■ PROVIDED ENTRIES ■
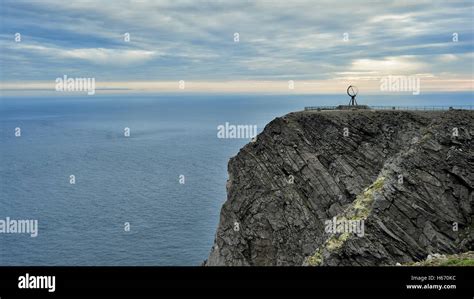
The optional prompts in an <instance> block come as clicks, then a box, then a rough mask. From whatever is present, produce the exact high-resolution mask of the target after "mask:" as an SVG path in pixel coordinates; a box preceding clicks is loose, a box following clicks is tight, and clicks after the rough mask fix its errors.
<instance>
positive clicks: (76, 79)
mask: <svg viewBox="0 0 474 299" xmlns="http://www.w3.org/2000/svg"><path fill="white" fill-rule="evenodd" d="M55 89H56V91H85V92H87V94H88V95H90V96H91V95H94V94H95V78H68V76H67V75H64V76H63V77H58V78H56V87H55Z"/></svg>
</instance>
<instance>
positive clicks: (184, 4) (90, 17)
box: [0, 0, 474, 92]
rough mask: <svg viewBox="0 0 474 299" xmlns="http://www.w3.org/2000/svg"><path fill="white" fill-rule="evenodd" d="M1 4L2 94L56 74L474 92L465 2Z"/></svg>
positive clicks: (230, 87)
mask: <svg viewBox="0 0 474 299" xmlns="http://www.w3.org/2000/svg"><path fill="white" fill-rule="evenodd" d="M0 1H1V2H0V3H1V8H0V9H1V24H0V26H1V31H0V52H1V55H0V67H1V70H0V75H1V77H0V81H1V86H0V87H2V88H3V89H6V88H18V87H19V86H20V87H21V88H27V87H30V88H31V87H38V88H39V87H41V86H45V85H44V84H46V85H48V84H49V85H51V84H53V83H54V80H55V79H56V78H57V77H62V76H63V75H67V76H70V77H94V78H95V79H96V81H97V82H102V86H103V87H108V88H132V89H133V88H136V89H147V88H158V89H159V88H163V89H166V88H176V86H177V84H176V82H177V81H179V80H185V82H186V84H187V85H186V86H190V87H193V88H195V89H197V90H199V89H202V90H208V89H212V88H215V89H228V90H229V91H234V90H242V89H245V88H247V89H255V90H258V89H269V88H278V87H284V88H283V89H285V88H287V82H288V81H289V80H293V81H294V82H295V86H296V87H297V88H300V89H301V90H303V89H306V90H310V91H312V92H330V91H333V90H336V89H339V88H340V86H344V85H345V84H347V83H357V84H359V85H362V86H364V85H366V86H372V88H376V87H378V86H379V85H380V84H379V82H380V79H381V78H382V77H384V76H388V75H404V76H418V77H419V78H421V80H422V84H425V86H427V88H429V89H432V90H439V91H449V90H454V91H456V90H472V89H473V69H474V66H473V61H474V23H473V21H472V20H473V18H474V4H473V3H474V2H472V1H393V3H392V4H390V3H388V1H366V2H362V1H332V0H331V1H283V0H273V1H144V0H137V1H112V0H111V1H98V0H95V1H74V2H73V1H38V0H36V1H18V0H17V1H8V0H0ZM16 33H20V34H21V41H19V42H18V41H15V34H16ZM125 33H129V34H130V41H129V42H127V41H125V40H124V34H125ZM236 33H238V41H236ZM455 36H456V37H457V41H456V40H455V39H456V38H455ZM453 39H454V40H453ZM49 85H48V86H49ZM99 86H100V83H99ZM249 86H252V87H249Z"/></svg>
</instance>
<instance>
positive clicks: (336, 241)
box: [307, 176, 385, 266]
mask: <svg viewBox="0 0 474 299" xmlns="http://www.w3.org/2000/svg"><path fill="white" fill-rule="evenodd" d="M384 182H385V177H383V176H380V177H378V178H377V180H375V182H373V183H372V184H371V185H370V186H369V187H367V188H366V189H365V190H364V191H363V192H362V193H361V194H360V195H358V196H357V198H356V199H355V200H354V202H353V203H352V204H351V205H350V206H349V207H348V208H347V210H346V211H344V212H343V214H342V215H341V216H339V217H338V218H339V219H345V220H362V221H364V220H365V219H367V217H368V216H369V214H370V212H371V211H372V204H373V202H374V196H375V193H376V192H379V191H380V190H382V188H383V186H384ZM350 236H351V234H350V233H348V232H345V233H339V234H333V235H331V236H330V237H329V238H328V239H327V240H326V241H325V242H324V243H323V245H322V246H320V247H319V248H318V249H317V250H316V252H315V253H314V254H313V255H312V256H310V257H308V258H307V263H308V264H309V265H310V266H319V265H321V264H322V263H323V252H334V251H337V250H338V249H340V248H341V247H342V246H343V245H344V243H345V242H346V241H347V240H348V239H349V238H350Z"/></svg>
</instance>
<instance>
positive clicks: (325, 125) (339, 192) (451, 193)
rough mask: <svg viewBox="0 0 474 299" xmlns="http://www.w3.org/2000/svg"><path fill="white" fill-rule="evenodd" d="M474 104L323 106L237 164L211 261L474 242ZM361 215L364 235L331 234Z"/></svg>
mask: <svg viewBox="0 0 474 299" xmlns="http://www.w3.org/2000/svg"><path fill="white" fill-rule="evenodd" d="M473 120H474V112H472V111H445V112H399V111H321V112H297V113H290V114H288V115H286V116H284V117H282V118H277V119H275V120H273V121H272V122H271V123H269V124H268V125H267V126H266V127H265V129H264V130H263V132H262V133H261V134H260V135H259V136H258V138H257V140H256V141H255V142H252V143H249V144H247V145H246V146H245V147H243V148H242V149H241V150H240V152H239V153H238V154H237V156H235V157H233V158H232V159H231V160H230V161H229V166H228V170H229V181H228V185H227V193H228V198H227V201H226V202H225V204H224V205H223V207H222V210H221V215H220V221H219V226H218V229H217V233H216V239H215V243H214V246H213V248H212V249H211V253H210V255H209V258H208V260H207V261H206V263H205V264H206V265H210V266H213V265H387V264H395V263H402V264H403V263H409V262H414V261H418V260H422V259H425V258H426V256H427V255H428V254H430V253H444V254H453V253H458V252H464V251H468V250H473V249H474V245H473V244H474V227H473V208H474V199H473V188H474V171H473V169H474V167H473V166H474V154H473V150H472V136H473V135H474V128H473ZM333 217H336V218H338V219H357V220H362V221H363V222H364V232H365V233H364V234H363V236H358V235H355V234H347V233H346V234H343V233H334V234H329V233H327V232H326V231H325V221H327V220H330V219H333Z"/></svg>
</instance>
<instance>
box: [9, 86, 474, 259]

■ REQUIRED WORK ■
Rewrite every row above as a numbered list, one line per item, skipping any blank lines. Omit the picture.

■ OUTPUT OF THE EXERCISE ■
1. The optional prompts in an <instance> block come as clicks, then a box, then a rough mask. From whatever is present, produce the exact high-resolution mask of the target after "mask:" as an SVG path in pixel coordinates; a box preceding clicks is loose, a box following clicks is tight, and clicks after the rough mask fix its errors.
2. <instance>
3. positive clicks: (76, 79)
4. mask: <svg viewBox="0 0 474 299" xmlns="http://www.w3.org/2000/svg"><path fill="white" fill-rule="evenodd" d="M55 89H56V91H85V92H87V94H88V95H90V96H91V95H94V94H95V78H68V76H67V75H64V76H63V77H58V78H56V87H55Z"/></svg>
5. </instance>
6. <instance>
7. positive clicks: (184, 4) (90, 17)
8. box: [0, 0, 474, 92]
9. rough mask: <svg viewBox="0 0 474 299" xmlns="http://www.w3.org/2000/svg"><path fill="white" fill-rule="evenodd" d="M1 4L2 94L56 74L474 92L465 2Z"/></svg>
10. positive clicks: (230, 87)
11. mask: <svg viewBox="0 0 474 299" xmlns="http://www.w3.org/2000/svg"><path fill="white" fill-rule="evenodd" d="M0 1H1V2H0V3H1V8H0V9H1V24H0V26H1V31H0V52H1V55H0V67H1V70H0V75H1V77H0V81H1V86H0V87H2V88H3V89H6V88H18V87H19V86H20V87H21V88H27V87H30V88H31V87H38V88H39V87H41V86H45V85H44V84H46V85H48V84H49V85H51V84H53V83H54V80H55V79H56V78H57V77H62V76H63V75H67V76H70V77H94V78H95V79H96V81H97V82H102V86H103V87H108V88H132V89H133V88H136V89H147V88H158V89H159V88H163V89H166V88H176V86H177V84H176V82H177V81H179V80H185V82H186V84H187V85H186V86H190V87H193V88H195V89H197V90H199V89H202V90H208V89H212V88H215V89H228V90H229V91H234V90H242V89H245V88H247V89H255V90H258V89H269V88H278V87H284V88H283V89H285V88H287V82H288V81H289V80H293V81H294V82H295V86H296V87H297V88H300V89H301V90H303V89H306V90H310V91H312V92H330V91H333V90H336V89H339V88H340V86H344V85H345V84H347V83H357V84H359V85H362V86H364V85H366V86H372V88H376V87H378V86H379V85H380V84H379V82H380V79H381V78H382V77H384V76H388V75H404V76H418V77H419V78H421V80H422V84H425V86H427V88H429V89H432V90H439V91H449V90H454V91H456V90H472V89H473V69H474V66H473V61H474V23H473V21H472V20H473V18H474V4H473V3H474V2H472V1H393V3H392V4H390V3H388V1H366V2H362V1H332V0H331V1H283V0H273V1H144V0H137V1H112V0H111V1H98V0H95V1H74V2H73V1H38V0H36V1H18V0H17V1H8V0H0ZM16 33H20V34H21V41H19V42H18V41H15V34H16ZM125 33H129V34H130V41H129V42H127V41H125V40H124V34H125ZM236 33H238V41H236ZM455 36H456V37H457V41H456V40H455V39H456V38H455ZM453 39H454V40H453ZM49 85H48V86H49ZM99 86H100V83H99ZM249 86H252V87H249Z"/></svg>
12. </instance>
13. <instance>
14. positive clicks: (336, 241)
15. box: [307, 176, 385, 266]
16. mask: <svg viewBox="0 0 474 299" xmlns="http://www.w3.org/2000/svg"><path fill="white" fill-rule="evenodd" d="M384 182H385V177H383V176H380V177H378V178H377V180H375V182H373V183H372V184H371V185H370V186H369V187H367V188H366V189H365V190H364V191H363V192H362V193H361V194H360V195H358V196H357V198H356V199H355V200H354V202H353V203H352V204H351V205H350V206H349V207H348V208H347V210H346V211H344V212H343V214H342V215H341V216H339V217H338V218H339V219H345V220H362V221H364V220H365V219H367V217H368V216H369V214H370V212H371V211H372V204H373V202H374V196H375V193H376V192H379V191H380V190H382V188H383V186H384ZM350 236H351V234H350V233H348V232H345V233H339V234H333V235H331V236H330V237H329V238H328V239H327V240H326V241H325V242H324V243H323V245H322V246H320V247H319V248H318V249H317V250H316V252H315V253H314V254H313V255H312V256H310V257H308V258H307V263H308V264H309V265H310V266H319V265H321V264H322V263H323V252H334V251H337V250H338V249H340V248H341V247H342V246H343V245H344V243H345V242H346V241H347V240H348V239H349V238H350Z"/></svg>
17. </instance>
18. <instance>
19. positive clicks: (325, 125) (339, 192) (451, 193)
20. rough mask: <svg viewBox="0 0 474 299" xmlns="http://www.w3.org/2000/svg"><path fill="white" fill-rule="evenodd" d="M474 104L323 106L237 164L211 261L474 242ZM361 215L364 235L331 234Z"/></svg>
21. mask: <svg viewBox="0 0 474 299" xmlns="http://www.w3.org/2000/svg"><path fill="white" fill-rule="evenodd" d="M473 120H474V112H472V111H445V112H399V111H321V112H297V113H290V114H288V115H286V116H284V117H282V118H277V119H275V120H273V121H272V122H271V123H269V124H268V125H267V126H266V127H265V129H264V130H263V132H262V133H261V134H260V135H259V136H258V138H257V140H256V141H255V142H252V143H249V144H247V145H246V146H245V147H243V148H242V149H241V150H240V152H239V153H238V154H237V156H235V157H233V158H232V159H231V160H230V161H229V166H228V170H229V181H228V185H227V193H228V198H227V201H226V202H225V204H224V205H223V207H222V210H221V215H220V221H219V226H218V229H217V233H216V239H215V243H214V246H213V248H212V249H211V253H210V255H209V258H208V260H207V261H206V263H205V264H206V265H210V266H213V265H387V264H395V263H402V264H403V263H409V262H414V261H418V260H422V259H425V258H426V256H427V255H428V254H430V253H444V254H453V253H458V252H464V251H468V250H473V249H474V245H473V244H474V227H473V208H474V199H473V188H474V171H473V169H474V167H473V166H474V154H473V150H472V136H473V135H474V128H473ZM333 217H336V218H338V219H357V220H362V221H363V222H364V232H365V233H364V234H363V236H358V235H355V234H347V233H346V234H343V233H334V234H329V233H327V232H326V231H325V221H327V220H330V219H333Z"/></svg>
22. </instance>
23. <instance>
24. box: [9, 86, 474, 259]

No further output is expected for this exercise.